**ABOUT THIS TASK:** As the answer, set down the lines below from the one containing "Objective: detect blue" through the one containing "Objective: detect flower stem", exactly and inclusively, and no others.
-------- SUPPLIED MATERIAL --------
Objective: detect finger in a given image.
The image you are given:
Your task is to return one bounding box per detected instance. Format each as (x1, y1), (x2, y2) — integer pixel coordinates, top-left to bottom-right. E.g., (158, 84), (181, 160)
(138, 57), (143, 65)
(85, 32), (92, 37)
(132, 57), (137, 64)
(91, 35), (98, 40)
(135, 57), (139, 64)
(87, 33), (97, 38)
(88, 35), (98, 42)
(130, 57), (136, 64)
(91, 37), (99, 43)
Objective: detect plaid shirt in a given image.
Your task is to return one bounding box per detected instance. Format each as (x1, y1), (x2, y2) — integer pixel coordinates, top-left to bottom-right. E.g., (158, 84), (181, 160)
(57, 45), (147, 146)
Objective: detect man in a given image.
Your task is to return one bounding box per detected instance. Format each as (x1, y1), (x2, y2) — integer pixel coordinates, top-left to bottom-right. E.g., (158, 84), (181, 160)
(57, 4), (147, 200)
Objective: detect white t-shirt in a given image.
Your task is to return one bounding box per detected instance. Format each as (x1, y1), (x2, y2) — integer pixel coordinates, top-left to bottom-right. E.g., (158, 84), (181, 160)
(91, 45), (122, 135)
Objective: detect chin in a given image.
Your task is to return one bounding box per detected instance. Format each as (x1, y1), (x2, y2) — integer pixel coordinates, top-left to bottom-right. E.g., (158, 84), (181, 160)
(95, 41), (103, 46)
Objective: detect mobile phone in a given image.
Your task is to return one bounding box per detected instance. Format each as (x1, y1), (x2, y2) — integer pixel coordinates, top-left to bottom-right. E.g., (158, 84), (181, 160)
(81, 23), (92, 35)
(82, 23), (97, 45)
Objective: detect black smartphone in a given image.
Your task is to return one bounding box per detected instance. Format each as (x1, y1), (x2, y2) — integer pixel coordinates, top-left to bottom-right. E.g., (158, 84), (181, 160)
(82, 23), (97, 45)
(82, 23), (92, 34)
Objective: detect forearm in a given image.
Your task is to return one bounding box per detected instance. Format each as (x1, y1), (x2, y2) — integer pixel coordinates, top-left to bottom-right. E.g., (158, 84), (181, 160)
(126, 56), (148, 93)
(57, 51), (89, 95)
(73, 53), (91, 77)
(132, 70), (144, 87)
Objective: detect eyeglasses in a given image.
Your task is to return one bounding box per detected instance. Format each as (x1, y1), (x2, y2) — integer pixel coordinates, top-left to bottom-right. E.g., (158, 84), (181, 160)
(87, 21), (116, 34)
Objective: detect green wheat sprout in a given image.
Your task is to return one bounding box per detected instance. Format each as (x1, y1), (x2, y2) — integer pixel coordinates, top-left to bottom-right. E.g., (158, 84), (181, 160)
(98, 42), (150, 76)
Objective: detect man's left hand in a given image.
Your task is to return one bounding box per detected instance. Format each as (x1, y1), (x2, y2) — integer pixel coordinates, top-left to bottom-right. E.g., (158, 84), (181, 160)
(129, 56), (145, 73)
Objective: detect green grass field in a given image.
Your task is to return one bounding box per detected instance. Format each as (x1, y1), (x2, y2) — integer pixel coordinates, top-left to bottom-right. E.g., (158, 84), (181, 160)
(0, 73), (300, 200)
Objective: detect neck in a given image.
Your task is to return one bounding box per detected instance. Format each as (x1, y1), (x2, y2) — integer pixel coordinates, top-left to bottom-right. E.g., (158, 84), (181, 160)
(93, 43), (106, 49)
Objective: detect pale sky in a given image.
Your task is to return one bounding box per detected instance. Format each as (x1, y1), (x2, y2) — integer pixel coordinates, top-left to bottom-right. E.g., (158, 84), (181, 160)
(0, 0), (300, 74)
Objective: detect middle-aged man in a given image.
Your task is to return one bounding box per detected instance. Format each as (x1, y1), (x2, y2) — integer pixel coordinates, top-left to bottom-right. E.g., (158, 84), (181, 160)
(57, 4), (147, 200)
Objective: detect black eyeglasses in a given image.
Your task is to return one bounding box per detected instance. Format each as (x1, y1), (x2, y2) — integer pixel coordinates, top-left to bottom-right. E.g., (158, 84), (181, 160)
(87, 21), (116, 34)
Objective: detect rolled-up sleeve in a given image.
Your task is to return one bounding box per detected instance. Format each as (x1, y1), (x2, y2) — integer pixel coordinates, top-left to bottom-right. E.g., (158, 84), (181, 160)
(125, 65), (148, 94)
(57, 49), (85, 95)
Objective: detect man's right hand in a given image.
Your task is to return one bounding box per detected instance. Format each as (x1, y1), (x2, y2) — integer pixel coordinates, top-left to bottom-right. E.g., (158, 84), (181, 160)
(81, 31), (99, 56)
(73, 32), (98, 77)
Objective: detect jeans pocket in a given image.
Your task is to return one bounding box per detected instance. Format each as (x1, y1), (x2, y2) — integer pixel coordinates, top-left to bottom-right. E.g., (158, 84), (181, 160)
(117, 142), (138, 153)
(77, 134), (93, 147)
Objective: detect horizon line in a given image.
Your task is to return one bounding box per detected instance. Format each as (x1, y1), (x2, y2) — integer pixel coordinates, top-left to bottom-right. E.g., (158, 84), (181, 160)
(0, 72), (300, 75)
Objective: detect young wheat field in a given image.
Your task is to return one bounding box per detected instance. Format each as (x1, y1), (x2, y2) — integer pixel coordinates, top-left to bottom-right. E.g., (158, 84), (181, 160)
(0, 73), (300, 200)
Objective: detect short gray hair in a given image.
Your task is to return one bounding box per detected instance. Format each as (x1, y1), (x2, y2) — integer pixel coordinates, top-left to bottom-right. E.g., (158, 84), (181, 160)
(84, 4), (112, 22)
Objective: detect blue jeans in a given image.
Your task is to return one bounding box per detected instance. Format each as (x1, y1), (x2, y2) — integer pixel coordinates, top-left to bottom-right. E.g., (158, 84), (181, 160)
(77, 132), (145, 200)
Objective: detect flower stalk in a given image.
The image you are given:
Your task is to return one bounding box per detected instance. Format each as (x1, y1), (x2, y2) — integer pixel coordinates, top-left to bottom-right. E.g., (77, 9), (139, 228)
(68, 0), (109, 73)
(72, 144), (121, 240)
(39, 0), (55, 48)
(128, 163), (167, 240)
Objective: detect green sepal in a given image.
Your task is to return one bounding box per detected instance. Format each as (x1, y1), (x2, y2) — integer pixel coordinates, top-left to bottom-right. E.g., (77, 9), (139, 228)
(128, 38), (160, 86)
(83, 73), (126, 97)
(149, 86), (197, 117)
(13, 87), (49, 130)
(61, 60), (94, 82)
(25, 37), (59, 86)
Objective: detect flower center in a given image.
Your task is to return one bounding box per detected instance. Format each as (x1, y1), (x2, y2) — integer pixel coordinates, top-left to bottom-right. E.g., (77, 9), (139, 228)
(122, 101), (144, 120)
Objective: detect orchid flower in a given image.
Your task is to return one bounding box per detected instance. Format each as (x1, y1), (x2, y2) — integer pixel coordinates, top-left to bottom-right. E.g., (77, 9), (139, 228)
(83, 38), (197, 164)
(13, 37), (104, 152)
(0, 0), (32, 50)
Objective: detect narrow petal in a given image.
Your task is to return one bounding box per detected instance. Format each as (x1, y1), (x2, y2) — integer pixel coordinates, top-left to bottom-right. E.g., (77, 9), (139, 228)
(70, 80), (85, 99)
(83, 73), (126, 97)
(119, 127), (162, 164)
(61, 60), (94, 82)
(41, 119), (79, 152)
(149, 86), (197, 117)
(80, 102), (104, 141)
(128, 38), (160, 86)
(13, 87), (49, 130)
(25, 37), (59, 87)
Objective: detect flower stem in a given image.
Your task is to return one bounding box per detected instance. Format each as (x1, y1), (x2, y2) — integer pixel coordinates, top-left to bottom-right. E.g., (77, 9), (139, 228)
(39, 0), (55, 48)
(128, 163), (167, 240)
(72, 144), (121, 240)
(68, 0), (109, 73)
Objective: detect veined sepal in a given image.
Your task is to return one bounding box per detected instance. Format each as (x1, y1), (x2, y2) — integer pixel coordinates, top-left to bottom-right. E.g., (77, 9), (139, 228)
--------
**YOUR RESPONSE:**
Objective: detect blue jeans in a given image.
Your task is to return one bounding box per detected instance. Format each as (x1, y1), (x2, y2) — integer pixel coordinates, top-left to bottom-right. E.g., (158, 84), (181, 160)
(77, 132), (145, 200)
Objective: detect flower stalk in a given image.
The image you are given:
Your task is to return one bounding box per detected instance. Format each as (x1, y1), (x2, y2) — integer pixel coordinates, top-left to bottom-right. E.g., (77, 9), (139, 228)
(68, 0), (109, 73)
(72, 144), (121, 240)
(39, 0), (55, 48)
(128, 163), (167, 240)
Objective: detect green sepal in a given image.
Your task is to return one bounding box per detected instance. Format each as (x1, y1), (x2, y2) — integer pixel coordinates, top-left to bottom-right. E.g., (77, 9), (139, 228)
(128, 38), (160, 86)
(83, 73), (126, 97)
(149, 86), (197, 117)
(13, 87), (49, 130)
(61, 60), (94, 82)
(25, 37), (59, 86)
Objective: detect flower center in a given image.
Your task is to return one bounding box per detected instance. Format each as (x1, y1), (x2, y2) — integer pixel coordinates, top-left to bottom-right. E.g., (77, 9), (139, 228)
(122, 101), (144, 120)
Objective: detect orchid flower in a given image.
Your task is to return one bounding box per detected instance. Format each as (x1, y1), (x2, y2) — integer pixel coordinates, top-left to bottom-right. E.g., (77, 9), (139, 228)
(83, 38), (197, 164)
(13, 37), (104, 152)
(0, 0), (32, 50)
Objective: detect narrow petal in a given image.
Your task is to return one bounding box per detected instance. Format each as (x1, y1), (x2, y2) — integer pixel coordinates, top-left to bottom-right. E.g., (77, 9), (139, 228)
(70, 80), (85, 99)
(83, 73), (126, 97)
(119, 127), (162, 164)
(61, 60), (94, 82)
(41, 119), (79, 152)
(149, 86), (197, 117)
(80, 102), (104, 141)
(128, 38), (160, 86)
(13, 87), (49, 130)
(25, 37), (59, 87)
Objective: detect flower stem in a given image.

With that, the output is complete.